+++ Document extract +++
[jira] Commented: (LUCENE-140) docs out of order

classic Classic list List threaded Threaded
1 message Options
Reply | Threaded
Open this post in threaded view
|

[jira] Commented: (LUCENE-140) docs out of order

JIRA jira@apache.org

    [ https://issues.apache.org/jira/browse/LUCENE-140?page=com.atlassian.jira.plugin.system.issuetabpanels:comment-tabpanel#action_12463524 ]

Michael McCandless commented on LUCENE-140:
-------------------------------------------

OK from that indexing-failure.log (thanks Jed!) I can see that indeed
there are segments whose maxDoc() is much smaller than
deleteDocs.count().  This then leads to negative doc numbers on
merging these segments.

Jed when you say "there are old files (_*.cfs & _*.del) in this
directory with updated timestamps that are months old" what do you
mean by "with updated timestamps"?  Which timestamp is months old and
which one is updated?

OK, assuming Jed you are indeed sending "create=false" when creating
the Directory and then passing that directory to IndexWriter with
create=true, I think we now have this case fully explained (thanks
Doron): your old _*.del files are being incorrectly opened & re-used
by Lucene, when they should not be.

Lucene (all released versions but not the trunk version, see below)
does a simple fileExists("_XXX.del") call to determine if a segment
XXX has deletes.

But when that _XXX.del is a leftover from a previous index, it very
likely doesn't "match" the newly created _XXX segment.  (Especially if
merge factor has changed but also if order of operations has changed,
which I would expect in this use case).

If that file exists, Lucene assumes it's for this segment and so opens
it and uses it.  If it happens that this _XXX.del file has more
documents in it than the newly created _XXX.cfs segment, then negative
doc numbers will result (and then later cause the "docs out of order"
exception).  If it happens that the _XXX.del file has fewer documents
than the newly created _XXX.cfs segment then you'll hit
ArrayIndexOutOfBounds exceptions in calls to isDeleted(...).  If they
are exactly equal then you'd randomly see some of your docs got
deleted.

Note that the trunk version of Lucene has already fixed this bug (as
part of lockless commits):

  * Whether a segment has deletions or not is now explictly stored in
    the segments file rather than relying on a "fileExists(...)" call.
    So, if an old _XXX.del existed in the filesystem, the newly
    created _XXX segment would not open it.

  * Furthermore, the trunk version of Lucene uses a new
    IndexFileDelter class to remove any unreferenced index files.
+++ Provided material +++
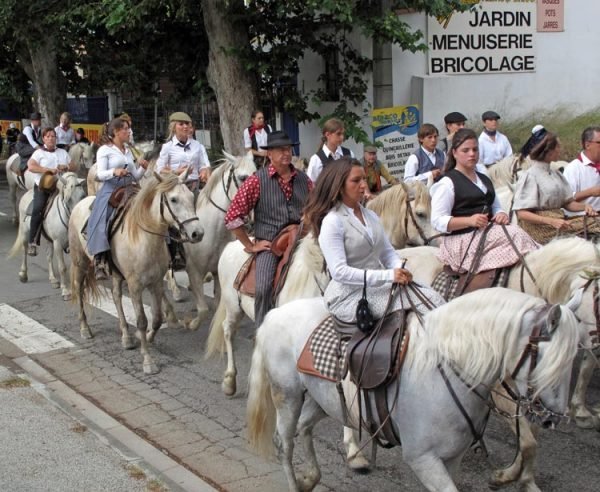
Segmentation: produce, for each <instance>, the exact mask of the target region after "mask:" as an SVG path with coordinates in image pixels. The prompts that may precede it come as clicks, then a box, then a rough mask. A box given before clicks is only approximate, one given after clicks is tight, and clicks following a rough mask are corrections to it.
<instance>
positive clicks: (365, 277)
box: [356, 270, 375, 333]
mask: <svg viewBox="0 0 600 492" xmlns="http://www.w3.org/2000/svg"><path fill="white" fill-rule="evenodd" d="M356 326H357V327H358V329H359V330H360V331H362V332H363V333H370V332H371V330H373V328H375V319H374V318H373V315H372V314H371V310H370V309H369V302H368V301H367V271H366V270H365V274H364V280H363V296H362V298H361V299H360V301H358V306H356Z"/></svg>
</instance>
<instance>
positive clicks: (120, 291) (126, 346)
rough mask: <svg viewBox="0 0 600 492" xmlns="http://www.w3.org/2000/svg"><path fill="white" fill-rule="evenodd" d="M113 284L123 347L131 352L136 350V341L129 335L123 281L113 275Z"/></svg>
mask: <svg viewBox="0 0 600 492" xmlns="http://www.w3.org/2000/svg"><path fill="white" fill-rule="evenodd" d="M112 283H113V287H112V295H113V302H114V303H115V308H116V309H117V315H118V316H119V329H120V330H121V346H122V347H123V348H124V349H126V350H130V349H133V348H135V340H134V339H133V337H132V336H131V335H130V334H129V325H128V324H127V319H125V311H123V279H122V278H121V277H119V276H118V275H113V276H112ZM142 312H143V311H142ZM136 313H137V311H136Z"/></svg>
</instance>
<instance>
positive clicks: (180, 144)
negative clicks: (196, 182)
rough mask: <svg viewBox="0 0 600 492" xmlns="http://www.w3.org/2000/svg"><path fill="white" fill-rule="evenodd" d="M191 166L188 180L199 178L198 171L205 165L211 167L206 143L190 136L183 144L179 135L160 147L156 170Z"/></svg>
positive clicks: (203, 166)
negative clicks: (201, 143)
mask: <svg viewBox="0 0 600 492" xmlns="http://www.w3.org/2000/svg"><path fill="white" fill-rule="evenodd" d="M188 165H189V166H191V170H190V173H189V174H188V178H187V180H188V181H196V180H197V179H198V171H200V169H202V168H204V167H209V166H210V162H209V161H208V155H207V153H206V149H205V148H204V145H202V144H201V143H200V142H198V141H197V140H194V139H193V138H188V139H187V142H185V144H183V145H182V144H181V142H179V140H177V137H175V136H174V137H173V138H172V139H171V140H169V141H168V142H166V143H165V144H164V145H163V146H162V148H161V149H160V155H159V156H158V159H157V161H156V170H157V172H161V171H162V170H163V169H165V168H168V169H171V171H177V169H179V168H181V167H184V166H188Z"/></svg>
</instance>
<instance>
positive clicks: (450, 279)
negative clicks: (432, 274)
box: [431, 267, 513, 301]
mask: <svg viewBox="0 0 600 492" xmlns="http://www.w3.org/2000/svg"><path fill="white" fill-rule="evenodd" d="M512 268H513V267H506V268H500V269H498V270H496V274H495V275H496V276H495V278H494V280H493V282H492V283H491V285H490V286H489V287H506V286H507V285H508V276H509V274H510V271H511V269H512ZM460 279H461V277H457V276H454V275H451V274H449V273H447V272H446V271H444V270H442V271H441V272H440V273H438V274H437V275H436V277H435V279H433V282H432V284H431V286H432V287H433V289H434V290H435V291H436V292H438V293H439V294H440V295H441V296H442V297H443V298H444V299H446V301H451V300H452V299H454V298H455V297H457V296H458V294H459V292H458V288H459V282H460Z"/></svg>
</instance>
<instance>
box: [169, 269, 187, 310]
mask: <svg viewBox="0 0 600 492" xmlns="http://www.w3.org/2000/svg"><path fill="white" fill-rule="evenodd" d="M165 278H166V279H167V285H168V286H169V290H170V291H171V294H173V300H174V301H175V302H181V301H183V300H184V299H185V295H184V294H182V293H181V289H180V288H179V285H177V280H176V279H175V272H174V271H173V270H171V269H170V268H169V269H168V270H167V274H166V275H165Z"/></svg>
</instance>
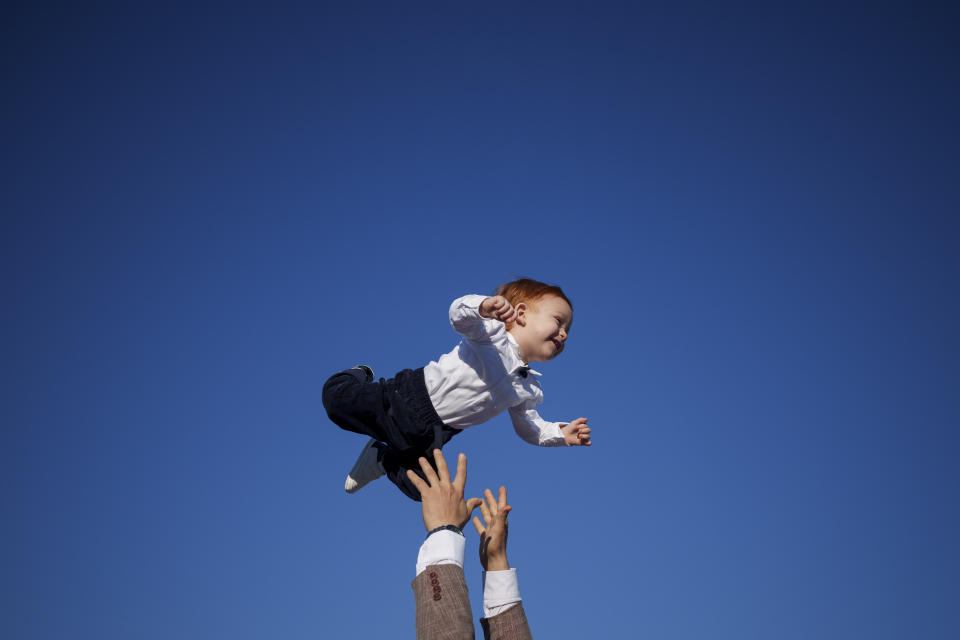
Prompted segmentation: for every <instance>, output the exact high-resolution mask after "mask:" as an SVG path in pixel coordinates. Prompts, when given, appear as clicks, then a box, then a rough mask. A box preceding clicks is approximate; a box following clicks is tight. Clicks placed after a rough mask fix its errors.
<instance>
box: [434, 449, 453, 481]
mask: <svg viewBox="0 0 960 640" xmlns="http://www.w3.org/2000/svg"><path fill="white" fill-rule="evenodd" d="M433 461H434V462H436V464H437V475H438V476H440V482H441V483H443V482H450V469H449V468H448V467H447V460H446V458H444V457H443V452H442V451H440V449H434V450H433Z"/></svg>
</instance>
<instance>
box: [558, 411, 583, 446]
mask: <svg viewBox="0 0 960 640" xmlns="http://www.w3.org/2000/svg"><path fill="white" fill-rule="evenodd" d="M560 431H562V432H563V437H564V438H565V439H566V441H567V444H568V445H570V446H571V447H574V446H577V445H583V446H585V447H589V446H590V427H588V426H587V419H586V418H577V419H576V420H574V421H573V422H568V423H567V424H565V425H563V426H562V427H560Z"/></svg>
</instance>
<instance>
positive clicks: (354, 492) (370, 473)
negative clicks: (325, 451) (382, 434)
mask: <svg viewBox="0 0 960 640" xmlns="http://www.w3.org/2000/svg"><path fill="white" fill-rule="evenodd" d="M371 373H372V372H371ZM377 444H378V443H377V441H376V440H373V439H372V438H371V439H370V442H368V443H367V444H366V445H364V447H363V451H361V452H360V456H359V457H358V458H357V461H356V462H355V463H354V464H353V469H350V475H348V476H347V481H346V482H345V483H343V488H344V489H345V490H346V492H347V493H356V492H357V491H359V490H360V489H362V488H363V486H364V485H366V484H368V483H370V482H373V481H374V480H376V479H377V478H379V477H380V476H382V475H384V474H385V473H386V471H385V470H384V468H383V465H382V464H380V457H381V456H380V447H378V446H377Z"/></svg>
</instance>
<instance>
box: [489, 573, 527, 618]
mask: <svg viewBox="0 0 960 640" xmlns="http://www.w3.org/2000/svg"><path fill="white" fill-rule="evenodd" d="M518 602H520V587H519V585H518V584H517V570H516V569H507V570H505V571H484V572H483V617H484V618H491V617H493V616H495V615H498V614H500V613H503V612H504V611H506V610H507V609H509V608H510V607H512V606H513V605H515V604H517V603H518Z"/></svg>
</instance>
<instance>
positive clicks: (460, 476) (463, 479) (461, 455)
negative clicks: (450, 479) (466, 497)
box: [453, 453, 467, 494]
mask: <svg viewBox="0 0 960 640" xmlns="http://www.w3.org/2000/svg"><path fill="white" fill-rule="evenodd" d="M465 484H467V456H466V455H465V454H463V453H461V454H459V455H458V456H457V477H456V478H454V479H453V486H454V487H456V488H457V490H458V491H459V492H460V493H461V494H462V493H463V485H465Z"/></svg>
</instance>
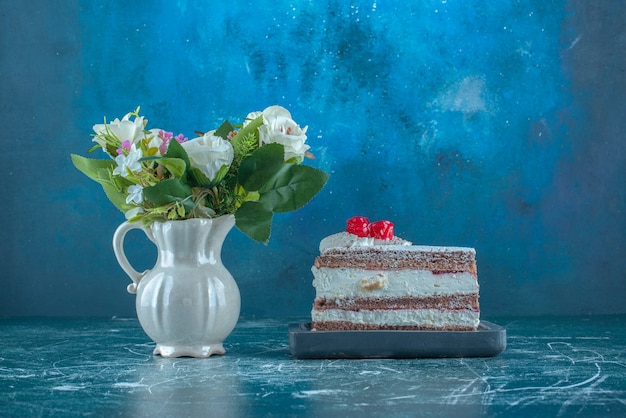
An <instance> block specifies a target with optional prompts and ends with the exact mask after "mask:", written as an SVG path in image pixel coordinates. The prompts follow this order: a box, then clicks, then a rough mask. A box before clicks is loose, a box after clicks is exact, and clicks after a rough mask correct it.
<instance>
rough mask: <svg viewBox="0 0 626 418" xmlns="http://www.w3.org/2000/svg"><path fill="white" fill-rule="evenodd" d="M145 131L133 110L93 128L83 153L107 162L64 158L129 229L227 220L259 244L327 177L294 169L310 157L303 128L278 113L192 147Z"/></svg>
mask: <svg viewBox="0 0 626 418" xmlns="http://www.w3.org/2000/svg"><path fill="white" fill-rule="evenodd" d="M146 125H147V120H146V119H145V118H144V117H143V116H140V115H139V108H137V109H136V110H135V111H134V112H131V113H128V114H127V115H125V116H124V117H123V118H122V119H121V120H119V119H115V120H114V121H112V122H110V123H106V120H105V123H104V124H97V125H94V127H93V129H94V132H95V134H94V135H93V141H94V142H95V143H96V144H95V145H94V146H93V147H92V148H91V150H90V152H91V151H94V150H96V149H98V148H101V149H102V150H103V151H104V152H105V153H106V154H107V155H108V156H109V157H110V158H108V159H105V160H97V159H91V158H85V157H82V156H79V155H76V154H72V161H73V163H74V165H75V166H76V168H77V169H78V170H80V171H81V172H82V173H84V174H85V175H87V176H88V177H89V178H91V179H92V180H95V181H96V182H98V183H99V184H100V185H102V187H103V189H104V192H105V193H106V195H107V197H108V198H109V199H110V200H111V202H112V203H113V204H114V205H115V206H116V207H117V208H118V209H119V210H121V211H122V212H123V213H124V214H125V215H126V218H127V219H128V220H129V221H130V222H143V224H144V226H149V225H151V224H152V223H153V222H159V221H168V220H178V219H189V218H215V217H218V216H221V215H225V214H234V216H235V225H236V226H237V228H238V229H239V230H241V231H242V232H243V233H245V234H246V235H248V236H249V237H251V238H252V239H254V240H256V241H259V242H264V243H267V242H268V241H269V237H270V231H271V223H272V217H273V214H274V213H280V212H289V211H293V210H296V209H298V208H300V207H302V206H304V205H305V204H306V203H307V202H308V201H309V200H311V199H312V198H313V197H314V196H315V195H316V194H317V193H318V192H319V191H320V190H321V189H322V187H323V186H324V184H325V183H326V181H327V180H328V177H329V175H328V174H327V173H325V172H323V171H320V170H318V169H315V168H313V167H310V166H306V165H303V164H301V163H302V162H303V161H304V159H305V158H307V157H312V155H311V154H310V153H309V152H308V149H309V146H308V145H306V144H305V141H306V138H307V137H306V130H307V127H305V128H301V127H300V126H299V125H298V124H297V123H296V122H295V121H294V120H293V119H292V118H291V114H290V113H289V111H288V110H287V109H285V108H283V107H281V106H271V107H268V108H267V109H265V110H264V111H263V112H253V113H250V114H248V116H247V117H246V118H245V120H244V121H243V123H241V124H231V123H230V122H229V121H225V122H224V123H222V125H221V126H220V127H219V128H218V129H216V130H213V131H209V132H206V133H198V134H199V136H198V137H196V138H193V139H187V138H186V137H184V136H183V135H182V134H180V135H177V136H174V135H173V133H171V132H167V131H165V130H163V129H147V126H146Z"/></svg>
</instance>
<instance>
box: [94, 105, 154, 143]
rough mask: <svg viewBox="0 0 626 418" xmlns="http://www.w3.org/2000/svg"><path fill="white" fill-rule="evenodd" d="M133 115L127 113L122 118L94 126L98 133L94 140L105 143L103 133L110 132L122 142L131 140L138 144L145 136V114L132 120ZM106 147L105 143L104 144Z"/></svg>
mask: <svg viewBox="0 0 626 418" xmlns="http://www.w3.org/2000/svg"><path fill="white" fill-rule="evenodd" d="M131 116H132V115H131V114H130V113H127V114H126V115H125V116H124V117H123V118H122V120H119V119H117V118H116V119H115V120H114V121H113V122H111V123H108V124H103V123H100V124H97V125H94V126H93V130H94V132H95V133H96V134H97V136H96V137H94V139H93V141H94V142H97V143H99V144H100V145H103V143H104V139H103V138H102V135H104V134H106V133H107V128H108V132H110V133H112V134H113V135H115V136H116V137H117V138H118V139H119V140H120V142H124V141H129V142H130V143H131V144H137V143H138V142H139V141H141V139H142V138H143V127H144V123H143V116H137V117H135V119H134V120H130V117H131ZM103 148H104V145H103Z"/></svg>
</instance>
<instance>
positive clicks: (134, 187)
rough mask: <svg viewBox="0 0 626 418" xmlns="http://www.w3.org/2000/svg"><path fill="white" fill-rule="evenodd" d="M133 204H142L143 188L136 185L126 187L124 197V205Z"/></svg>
mask: <svg viewBox="0 0 626 418" xmlns="http://www.w3.org/2000/svg"><path fill="white" fill-rule="evenodd" d="M131 202H134V203H136V204H138V205H141V203H142V202H143V187H141V186H140V185H138V184H133V185H132V186H130V187H128V196H126V203H131Z"/></svg>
+++
• _What you need to do_:
- 1) In the comment on the Lucene "docs out of order" issue, what happens when a leftover _XXX.del file has fewer documents than the newly created _XXX.cfs segment?
- 2) Pick up the comment on the Lucene "docs out of order" issue after its last sentence and write the next part.

• _Answers for the exercise_:
- 1) You hit ArrayIndexOutOfBounds exceptions in calls to isDeleted(...).

- 2)
    This means it would have removed these old _*.cfs and _*.del files
    even in the case where a directory was created with "create=false"
    and the IndexWriter was created with "create=true".

To summarize:

  * There was one case where if you gave slightly illegal doc numbers
    (within 7 of the actual maxDoc) Lucene may silently accept the
    call but would corrupt your index only to be seen later as an
    "docs out of order" IllegalStateException when the segment is
    merged.  This was just a missing boundary case check.  This case
    is now fixed in the trunk (you get an
    ArrayIndexOutOfBoundsException if doc number is too large).

  * There is also another case, that only happens if you have old
    _*.del files leftover from a previous index while re-creating a
    new index.

    The workaround is simple here: always open the Directory with
    create=true (or, remove the directory contents yourself before
    hand).  (IndexWriter does this if you give it a String or File
    with create=true).

    This is really a bug in Lucene, but given that it's already fixed
    in the trunk, and the workaround is simple, I'm inclined to not
    fix it in prior releases and instead publicize the issue (I will
    do so on java-user).

    But, I will commit two additional IllegalStateException checks to
    the trunk when a segment is first initialized: 1) check that the
    two different sources of "maxDoc" (fieldsReader.size() and
    si.docCount) are the same, and 2) check that the number of pending
    deletions does not exceed maxDoc().  When an index has
    inconsistency I think the earlier it's detected the better.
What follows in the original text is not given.